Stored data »
= = =

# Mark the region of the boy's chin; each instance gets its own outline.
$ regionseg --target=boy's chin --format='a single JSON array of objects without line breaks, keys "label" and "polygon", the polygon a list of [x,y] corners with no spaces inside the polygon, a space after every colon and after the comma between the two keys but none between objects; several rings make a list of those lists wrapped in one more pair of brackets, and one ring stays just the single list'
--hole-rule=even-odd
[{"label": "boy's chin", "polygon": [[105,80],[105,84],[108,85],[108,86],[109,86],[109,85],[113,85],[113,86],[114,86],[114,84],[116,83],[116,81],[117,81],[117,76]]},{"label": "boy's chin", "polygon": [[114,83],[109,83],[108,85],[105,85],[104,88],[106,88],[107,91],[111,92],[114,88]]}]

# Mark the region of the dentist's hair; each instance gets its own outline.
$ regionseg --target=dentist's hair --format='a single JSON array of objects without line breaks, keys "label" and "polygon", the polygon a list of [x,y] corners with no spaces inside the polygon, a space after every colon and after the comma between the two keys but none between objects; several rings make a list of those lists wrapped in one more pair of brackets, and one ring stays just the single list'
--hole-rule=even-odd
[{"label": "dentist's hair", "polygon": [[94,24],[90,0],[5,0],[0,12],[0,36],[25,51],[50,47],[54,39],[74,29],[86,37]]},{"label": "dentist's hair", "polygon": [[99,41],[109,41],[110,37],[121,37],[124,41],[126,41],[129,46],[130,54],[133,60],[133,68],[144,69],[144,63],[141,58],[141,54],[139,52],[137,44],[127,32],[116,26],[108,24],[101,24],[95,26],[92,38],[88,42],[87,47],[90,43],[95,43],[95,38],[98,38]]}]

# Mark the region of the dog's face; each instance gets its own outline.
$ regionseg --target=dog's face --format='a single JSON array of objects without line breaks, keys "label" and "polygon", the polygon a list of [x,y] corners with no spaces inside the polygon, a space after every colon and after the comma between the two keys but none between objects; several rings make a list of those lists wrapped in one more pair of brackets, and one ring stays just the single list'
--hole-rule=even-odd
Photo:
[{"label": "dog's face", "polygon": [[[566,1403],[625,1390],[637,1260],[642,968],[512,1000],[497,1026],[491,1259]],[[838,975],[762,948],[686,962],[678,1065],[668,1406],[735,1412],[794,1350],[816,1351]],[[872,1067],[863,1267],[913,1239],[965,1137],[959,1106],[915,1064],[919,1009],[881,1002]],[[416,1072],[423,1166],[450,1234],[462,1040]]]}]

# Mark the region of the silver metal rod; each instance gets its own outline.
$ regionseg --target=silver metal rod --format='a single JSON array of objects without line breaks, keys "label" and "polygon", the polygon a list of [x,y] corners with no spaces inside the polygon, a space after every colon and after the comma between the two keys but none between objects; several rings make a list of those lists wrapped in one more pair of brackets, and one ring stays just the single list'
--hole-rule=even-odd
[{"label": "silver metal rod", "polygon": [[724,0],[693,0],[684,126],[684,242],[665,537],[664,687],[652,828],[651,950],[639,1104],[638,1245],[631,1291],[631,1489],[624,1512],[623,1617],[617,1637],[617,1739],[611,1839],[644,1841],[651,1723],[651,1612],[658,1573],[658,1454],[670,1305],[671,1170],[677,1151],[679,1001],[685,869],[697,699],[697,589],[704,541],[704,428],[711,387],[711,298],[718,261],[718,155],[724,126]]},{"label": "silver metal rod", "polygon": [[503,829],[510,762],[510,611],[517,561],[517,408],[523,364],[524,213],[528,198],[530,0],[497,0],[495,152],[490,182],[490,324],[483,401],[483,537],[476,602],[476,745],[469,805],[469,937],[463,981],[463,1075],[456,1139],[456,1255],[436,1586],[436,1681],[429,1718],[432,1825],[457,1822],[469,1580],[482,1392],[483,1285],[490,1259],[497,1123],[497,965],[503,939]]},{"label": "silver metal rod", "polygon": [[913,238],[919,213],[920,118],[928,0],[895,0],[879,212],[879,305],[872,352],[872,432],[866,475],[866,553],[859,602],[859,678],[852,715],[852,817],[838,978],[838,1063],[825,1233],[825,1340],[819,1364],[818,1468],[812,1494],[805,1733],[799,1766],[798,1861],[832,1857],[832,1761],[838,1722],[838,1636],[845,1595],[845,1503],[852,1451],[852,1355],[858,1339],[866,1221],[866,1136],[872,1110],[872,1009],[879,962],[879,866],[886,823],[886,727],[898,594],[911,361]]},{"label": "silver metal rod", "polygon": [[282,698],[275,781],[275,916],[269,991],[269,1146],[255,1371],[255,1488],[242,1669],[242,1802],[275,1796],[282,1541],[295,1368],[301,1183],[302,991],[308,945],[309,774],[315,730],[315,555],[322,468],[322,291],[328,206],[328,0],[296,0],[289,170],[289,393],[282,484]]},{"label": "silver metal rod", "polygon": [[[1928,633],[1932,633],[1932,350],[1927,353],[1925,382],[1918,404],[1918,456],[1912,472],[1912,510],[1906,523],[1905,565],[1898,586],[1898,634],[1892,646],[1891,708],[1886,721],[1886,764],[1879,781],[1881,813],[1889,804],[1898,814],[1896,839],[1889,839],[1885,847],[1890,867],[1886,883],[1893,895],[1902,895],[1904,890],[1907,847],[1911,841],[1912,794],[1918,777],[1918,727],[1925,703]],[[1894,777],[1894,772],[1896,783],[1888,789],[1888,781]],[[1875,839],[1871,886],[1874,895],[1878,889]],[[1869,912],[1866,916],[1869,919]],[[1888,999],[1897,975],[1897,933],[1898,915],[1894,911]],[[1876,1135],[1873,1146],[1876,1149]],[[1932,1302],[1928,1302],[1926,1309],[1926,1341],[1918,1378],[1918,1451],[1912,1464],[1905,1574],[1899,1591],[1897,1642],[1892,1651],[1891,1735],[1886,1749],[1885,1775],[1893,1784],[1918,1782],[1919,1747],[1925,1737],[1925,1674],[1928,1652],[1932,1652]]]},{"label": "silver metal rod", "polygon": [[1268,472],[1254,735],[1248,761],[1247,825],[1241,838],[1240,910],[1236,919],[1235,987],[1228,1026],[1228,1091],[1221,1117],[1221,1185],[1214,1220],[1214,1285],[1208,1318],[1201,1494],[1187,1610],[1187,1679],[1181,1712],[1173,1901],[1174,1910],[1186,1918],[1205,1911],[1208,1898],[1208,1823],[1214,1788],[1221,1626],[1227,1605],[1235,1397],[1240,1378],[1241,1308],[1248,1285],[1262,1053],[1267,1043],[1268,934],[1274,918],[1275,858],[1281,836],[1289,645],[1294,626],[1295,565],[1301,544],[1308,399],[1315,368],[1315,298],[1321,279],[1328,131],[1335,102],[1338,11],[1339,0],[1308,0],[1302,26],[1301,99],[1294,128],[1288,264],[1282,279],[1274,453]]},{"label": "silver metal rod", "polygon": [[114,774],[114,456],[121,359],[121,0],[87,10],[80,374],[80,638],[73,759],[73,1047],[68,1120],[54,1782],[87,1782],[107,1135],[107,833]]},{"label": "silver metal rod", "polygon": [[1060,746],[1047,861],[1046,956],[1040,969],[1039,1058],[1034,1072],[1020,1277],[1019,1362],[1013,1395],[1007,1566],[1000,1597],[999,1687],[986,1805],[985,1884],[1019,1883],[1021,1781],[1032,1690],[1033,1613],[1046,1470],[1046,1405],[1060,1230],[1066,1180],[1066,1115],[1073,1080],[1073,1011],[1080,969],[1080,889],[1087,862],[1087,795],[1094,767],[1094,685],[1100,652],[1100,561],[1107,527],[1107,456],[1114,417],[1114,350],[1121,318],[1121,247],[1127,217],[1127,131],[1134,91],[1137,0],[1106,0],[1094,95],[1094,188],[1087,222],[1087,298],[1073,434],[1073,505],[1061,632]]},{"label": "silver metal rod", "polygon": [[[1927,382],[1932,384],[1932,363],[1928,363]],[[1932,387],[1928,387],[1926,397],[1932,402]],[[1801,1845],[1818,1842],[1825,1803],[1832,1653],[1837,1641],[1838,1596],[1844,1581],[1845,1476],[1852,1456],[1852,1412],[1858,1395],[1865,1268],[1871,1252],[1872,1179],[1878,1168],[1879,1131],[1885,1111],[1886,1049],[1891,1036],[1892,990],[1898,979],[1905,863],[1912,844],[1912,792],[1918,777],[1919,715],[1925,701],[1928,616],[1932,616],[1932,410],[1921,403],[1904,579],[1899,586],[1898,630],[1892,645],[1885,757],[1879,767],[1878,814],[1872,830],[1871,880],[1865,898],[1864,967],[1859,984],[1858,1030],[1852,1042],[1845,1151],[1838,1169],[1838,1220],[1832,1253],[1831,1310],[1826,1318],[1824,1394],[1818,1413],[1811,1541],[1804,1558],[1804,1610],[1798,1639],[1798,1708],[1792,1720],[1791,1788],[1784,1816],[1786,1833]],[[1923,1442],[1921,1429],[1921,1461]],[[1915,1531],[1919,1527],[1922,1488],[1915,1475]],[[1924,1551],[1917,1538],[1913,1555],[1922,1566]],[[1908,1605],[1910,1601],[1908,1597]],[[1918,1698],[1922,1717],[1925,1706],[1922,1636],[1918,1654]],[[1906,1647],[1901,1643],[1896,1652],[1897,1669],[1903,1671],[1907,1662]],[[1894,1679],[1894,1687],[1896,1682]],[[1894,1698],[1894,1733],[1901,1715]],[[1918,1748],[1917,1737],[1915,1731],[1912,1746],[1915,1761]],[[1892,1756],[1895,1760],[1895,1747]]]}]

= = =

Quote exactly the stretch of lines above that starts at the first one and ends at the line with "regionseg --target=dentist's hair", and nothing beyond it.

TASK RESULT »
# Mark the region of the boy's chin; each instance gets its own outline.
$ regionseg --target=boy's chin --format='a single JSON array of objects without line breaks, keys "label" and "polygon", the polygon a list of [x,y] corners with no spaces inside the polygon, a space after every colon and after the comma between the two keys but none between objects; several rings make a list of those lists wrapped in one more pair of brackets, and one ring stays just the single list'
--hole-rule=even-odd
[{"label": "boy's chin", "polygon": [[105,80],[105,84],[108,85],[108,86],[109,86],[109,85],[113,85],[113,86],[114,86],[114,84],[116,83],[116,81],[117,81],[117,76]]},{"label": "boy's chin", "polygon": [[114,83],[109,83],[108,85],[105,85],[104,88],[106,88],[107,91],[111,92],[114,88]]}]

# Mark the region of the dentist's hair; each instance gets its own outline.
$ regionseg --target=dentist's hair --format='a single JSON array of objects without line breaks, keys "label" and "polygon", the polygon a list of [x,y] corners with no spaces inside the polygon, a space after every colon and after the comma between the two keys but none between objects; several rings make a list of those lists wrapped in one more pair of brackets, and one ring stays just the single list'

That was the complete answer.